▶ 読解用本文

一方で、各自治体によって検診事業のやり方が異なるため、社員が複数の自治体に居住する場合は、情報提供も煩雑となります。また、受検しやすい環境を作っても本人の自主性にゆだねるため、受検率や陽性者の専門医受診率は下がってしまう可能性があります。

実施の準備

1.社員が居住する自治体の肝炎ウイルス検診の実施方法や費用負担について確認しよう

各自治体によって、検査を受けられる対象(年齢、その他の条件)や、費用負担(無料〜一部自己負担※)が異なります。
社員が居住する自治体の実施状況について情報提供することで、受検促進につながります。

※費用負担について

  • 検査費用の一部が自己負担の自治体があります。
  • 受検を促すために自己負担分を会社が負担するという方法も考えられます。
  • 各事業所の状況に応じて対応を検討しましょう。

参考サイト
 厚生労働省 各自治体の「肝炎ウイルス検査」についての取組
 肝炎ウイルス検査マップ

2.受検のために職場を離れる場合の取扱いを決めよう

具体的に受検のために業務を離れる時間の取扱い(業務時間扱いとする、有給休暇をとって受検してもらう等)については労使間等で協議の上、事前に取り決めておく必要があります。また、一度に多くの社員が職場から離れて業務に支障がでないような、運用のルールも取り決めておきましょう。

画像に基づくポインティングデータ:
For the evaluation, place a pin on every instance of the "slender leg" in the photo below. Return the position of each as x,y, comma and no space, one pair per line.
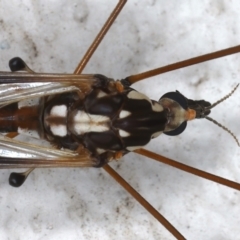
207,57
100,36
107,168
188,169
144,203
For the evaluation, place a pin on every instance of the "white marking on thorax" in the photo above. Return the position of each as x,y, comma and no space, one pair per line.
138,96
132,148
59,130
123,133
83,122
101,94
59,111
156,107
124,114
27,132
28,102
156,134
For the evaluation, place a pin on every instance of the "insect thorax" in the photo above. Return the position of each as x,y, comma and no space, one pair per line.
102,121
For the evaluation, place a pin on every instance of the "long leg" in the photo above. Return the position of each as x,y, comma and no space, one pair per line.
111,171
176,193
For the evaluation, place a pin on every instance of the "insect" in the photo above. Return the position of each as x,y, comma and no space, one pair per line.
190,151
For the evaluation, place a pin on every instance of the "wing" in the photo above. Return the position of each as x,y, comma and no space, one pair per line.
19,154
20,151
15,87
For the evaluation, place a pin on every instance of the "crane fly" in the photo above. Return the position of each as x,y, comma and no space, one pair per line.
179,148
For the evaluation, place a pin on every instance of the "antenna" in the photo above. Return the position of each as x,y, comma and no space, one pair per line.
217,123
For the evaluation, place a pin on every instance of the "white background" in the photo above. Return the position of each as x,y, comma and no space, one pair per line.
52,36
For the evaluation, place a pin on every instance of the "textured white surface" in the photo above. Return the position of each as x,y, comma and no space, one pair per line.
51,36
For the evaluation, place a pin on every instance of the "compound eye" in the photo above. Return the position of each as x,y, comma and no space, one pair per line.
178,130
177,97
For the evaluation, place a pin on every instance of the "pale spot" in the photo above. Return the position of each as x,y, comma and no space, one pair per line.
124,114
123,133
156,107
27,132
101,94
156,134
139,96
132,148
28,102
59,111
59,130
83,122
100,150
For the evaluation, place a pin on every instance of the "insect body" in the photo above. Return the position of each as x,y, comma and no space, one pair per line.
92,116
175,146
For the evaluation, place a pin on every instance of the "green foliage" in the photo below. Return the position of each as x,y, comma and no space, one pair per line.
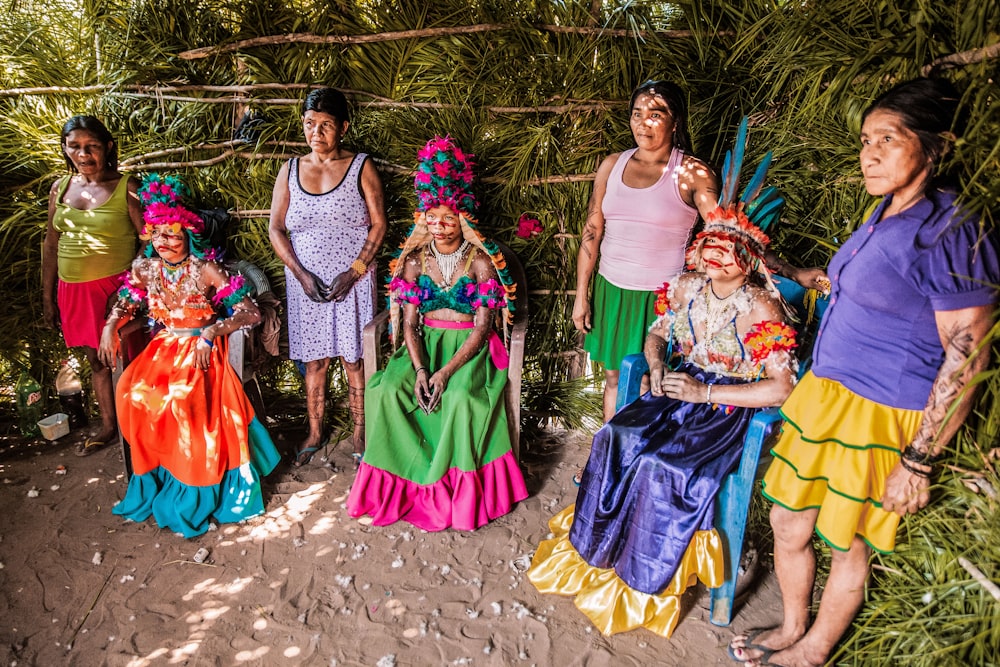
802,70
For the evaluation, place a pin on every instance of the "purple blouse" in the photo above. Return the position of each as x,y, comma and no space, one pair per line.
879,337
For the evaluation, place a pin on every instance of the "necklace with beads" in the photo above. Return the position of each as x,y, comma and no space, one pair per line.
719,311
172,273
447,263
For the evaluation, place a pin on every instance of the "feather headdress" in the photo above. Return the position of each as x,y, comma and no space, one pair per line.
744,221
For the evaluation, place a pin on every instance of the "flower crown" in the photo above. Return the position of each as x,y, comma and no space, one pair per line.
162,198
746,220
444,176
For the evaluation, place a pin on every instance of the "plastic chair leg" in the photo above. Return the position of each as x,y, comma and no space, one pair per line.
731,508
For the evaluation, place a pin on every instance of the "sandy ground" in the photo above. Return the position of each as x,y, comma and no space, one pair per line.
304,584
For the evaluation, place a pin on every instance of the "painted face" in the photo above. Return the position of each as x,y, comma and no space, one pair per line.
652,122
444,225
169,242
87,153
722,259
892,159
323,131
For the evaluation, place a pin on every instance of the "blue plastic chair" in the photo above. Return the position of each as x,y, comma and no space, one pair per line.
733,501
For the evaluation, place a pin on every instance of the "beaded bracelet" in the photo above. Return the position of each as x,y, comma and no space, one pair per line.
910,453
926,474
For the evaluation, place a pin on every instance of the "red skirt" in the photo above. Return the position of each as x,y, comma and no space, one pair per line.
83,309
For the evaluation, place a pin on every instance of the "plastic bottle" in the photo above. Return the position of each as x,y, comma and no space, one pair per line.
29,405
70,392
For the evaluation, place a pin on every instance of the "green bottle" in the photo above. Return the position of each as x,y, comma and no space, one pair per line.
29,405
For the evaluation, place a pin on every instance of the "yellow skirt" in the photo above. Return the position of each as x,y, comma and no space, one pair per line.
835,452
607,600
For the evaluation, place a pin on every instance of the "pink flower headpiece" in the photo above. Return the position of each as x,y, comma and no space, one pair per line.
162,197
444,177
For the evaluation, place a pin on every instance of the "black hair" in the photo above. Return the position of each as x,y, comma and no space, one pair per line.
330,101
927,107
95,127
676,103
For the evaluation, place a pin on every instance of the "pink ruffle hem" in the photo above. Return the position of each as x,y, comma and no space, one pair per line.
460,500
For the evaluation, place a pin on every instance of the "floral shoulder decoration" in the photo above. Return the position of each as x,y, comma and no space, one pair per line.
235,290
767,337
129,292
662,304
403,291
489,294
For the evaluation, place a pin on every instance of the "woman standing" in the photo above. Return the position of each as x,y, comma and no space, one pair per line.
439,453
644,205
641,531
198,450
327,224
890,381
94,219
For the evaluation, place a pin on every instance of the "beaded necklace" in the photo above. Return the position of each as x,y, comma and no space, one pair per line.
447,263
173,273
719,312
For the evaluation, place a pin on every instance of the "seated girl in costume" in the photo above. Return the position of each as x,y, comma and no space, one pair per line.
641,530
198,451
438,452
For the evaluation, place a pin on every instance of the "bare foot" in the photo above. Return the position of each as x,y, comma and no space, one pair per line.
795,655
755,645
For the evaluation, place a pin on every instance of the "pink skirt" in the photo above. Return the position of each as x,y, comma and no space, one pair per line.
83,309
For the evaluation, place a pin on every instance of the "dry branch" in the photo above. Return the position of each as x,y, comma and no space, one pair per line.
963,58
140,159
980,578
310,38
621,32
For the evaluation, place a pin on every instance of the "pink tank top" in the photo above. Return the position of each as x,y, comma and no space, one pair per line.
646,230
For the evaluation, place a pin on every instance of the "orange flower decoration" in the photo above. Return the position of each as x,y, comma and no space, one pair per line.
767,337
662,304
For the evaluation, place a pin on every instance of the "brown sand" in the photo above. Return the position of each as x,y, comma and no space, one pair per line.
303,585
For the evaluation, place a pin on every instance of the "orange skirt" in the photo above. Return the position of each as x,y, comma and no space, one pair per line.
192,422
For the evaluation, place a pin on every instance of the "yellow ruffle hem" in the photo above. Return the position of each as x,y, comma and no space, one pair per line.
835,452
607,600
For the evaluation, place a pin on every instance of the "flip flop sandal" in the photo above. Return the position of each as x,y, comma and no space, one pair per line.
91,445
304,456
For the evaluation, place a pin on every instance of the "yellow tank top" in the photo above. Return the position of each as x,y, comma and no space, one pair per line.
97,243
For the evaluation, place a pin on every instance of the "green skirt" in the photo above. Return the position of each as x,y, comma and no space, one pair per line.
621,318
452,468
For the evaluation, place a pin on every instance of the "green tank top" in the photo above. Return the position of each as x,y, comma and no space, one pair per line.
97,243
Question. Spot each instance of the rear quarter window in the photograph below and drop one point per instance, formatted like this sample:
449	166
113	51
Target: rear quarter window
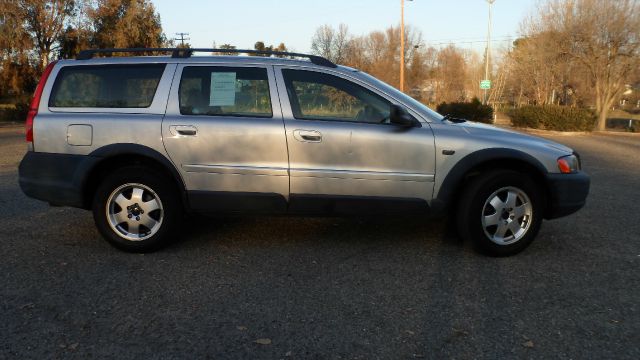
106	86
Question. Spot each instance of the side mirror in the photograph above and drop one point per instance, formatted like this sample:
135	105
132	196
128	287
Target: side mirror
400	116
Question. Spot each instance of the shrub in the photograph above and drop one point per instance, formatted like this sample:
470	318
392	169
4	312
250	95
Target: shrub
553	117
17	113
473	111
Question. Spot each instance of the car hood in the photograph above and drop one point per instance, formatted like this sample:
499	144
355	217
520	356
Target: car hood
497	134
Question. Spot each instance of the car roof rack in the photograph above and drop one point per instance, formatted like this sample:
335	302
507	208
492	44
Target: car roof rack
187	52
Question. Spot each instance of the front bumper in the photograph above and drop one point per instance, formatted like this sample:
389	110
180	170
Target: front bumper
55	178
567	193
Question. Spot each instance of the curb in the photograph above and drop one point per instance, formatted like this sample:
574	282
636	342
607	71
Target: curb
568	133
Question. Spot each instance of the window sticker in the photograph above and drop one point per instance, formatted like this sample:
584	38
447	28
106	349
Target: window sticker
223	89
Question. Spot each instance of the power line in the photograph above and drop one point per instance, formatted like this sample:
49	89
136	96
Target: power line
182	37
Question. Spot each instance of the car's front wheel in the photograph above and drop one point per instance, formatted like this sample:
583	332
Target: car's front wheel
500	212
136	209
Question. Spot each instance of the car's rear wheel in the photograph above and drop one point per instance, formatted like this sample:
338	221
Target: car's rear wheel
137	209
500	212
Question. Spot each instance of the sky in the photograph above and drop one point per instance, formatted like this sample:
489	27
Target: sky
243	22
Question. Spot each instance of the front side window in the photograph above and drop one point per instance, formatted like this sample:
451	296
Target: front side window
319	96
106	86
225	91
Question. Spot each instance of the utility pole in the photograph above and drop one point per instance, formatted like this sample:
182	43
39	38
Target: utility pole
488	55
402	45
182	38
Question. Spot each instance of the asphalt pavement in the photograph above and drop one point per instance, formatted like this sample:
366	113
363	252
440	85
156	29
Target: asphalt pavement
307	288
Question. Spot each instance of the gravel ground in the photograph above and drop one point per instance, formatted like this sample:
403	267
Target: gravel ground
326	288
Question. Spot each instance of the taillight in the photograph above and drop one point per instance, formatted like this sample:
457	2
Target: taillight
569	164
35	103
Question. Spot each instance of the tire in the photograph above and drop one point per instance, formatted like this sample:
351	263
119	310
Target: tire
500	212
137	209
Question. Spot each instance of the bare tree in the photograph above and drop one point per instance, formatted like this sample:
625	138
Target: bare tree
331	43
43	21
601	36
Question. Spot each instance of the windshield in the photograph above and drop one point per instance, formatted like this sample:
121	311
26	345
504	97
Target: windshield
404	97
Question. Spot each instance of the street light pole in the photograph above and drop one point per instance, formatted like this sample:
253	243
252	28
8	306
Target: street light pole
488	55
402	45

▶ 課題の指示
(a) 肝炎ウイルス検診に関する本文から、「一方で、各自治体によって検診」から「で、受検促進につながります。」までを、両端を含めて一字一句違えずに出力してください。
(b) 肝炎ウイルス検診に関する本文で、「※費用負担について」の下に箇条書きされている項目をすべて挙げてください。
上記のデータは、この作業には一切関係しません。

▶ 解答一覧
(a)
一方で、各自治体によって検診事業のやり方が異なるため、社員が複数の自治体に居住する場合は、情報提供も煩雑となります。また、受検しやすい環境を作っても本人の自主性にゆだねるため、受検率や陽性者の専門医受診率は下がってしまう可能性があります。

実施の準備

1.社員が居住する自治体の肝炎ウイルス検診の実施方法や費用負担について確認しよう

各自治体によって、検査を受けられる対象(年齢、その他の条件)や、費用負担(無料〜一部自己負担※)が異なります。
社員が居住する自治体の実施状況について情報提供することで、受検促進につながります。

(b)
・検査費用の一部が自己負担の自治体があります。
・受検を促すために自己負担分を会社が負担するという方法も考えられます。
・各事業所の状況に応じて対応を検討しましょう。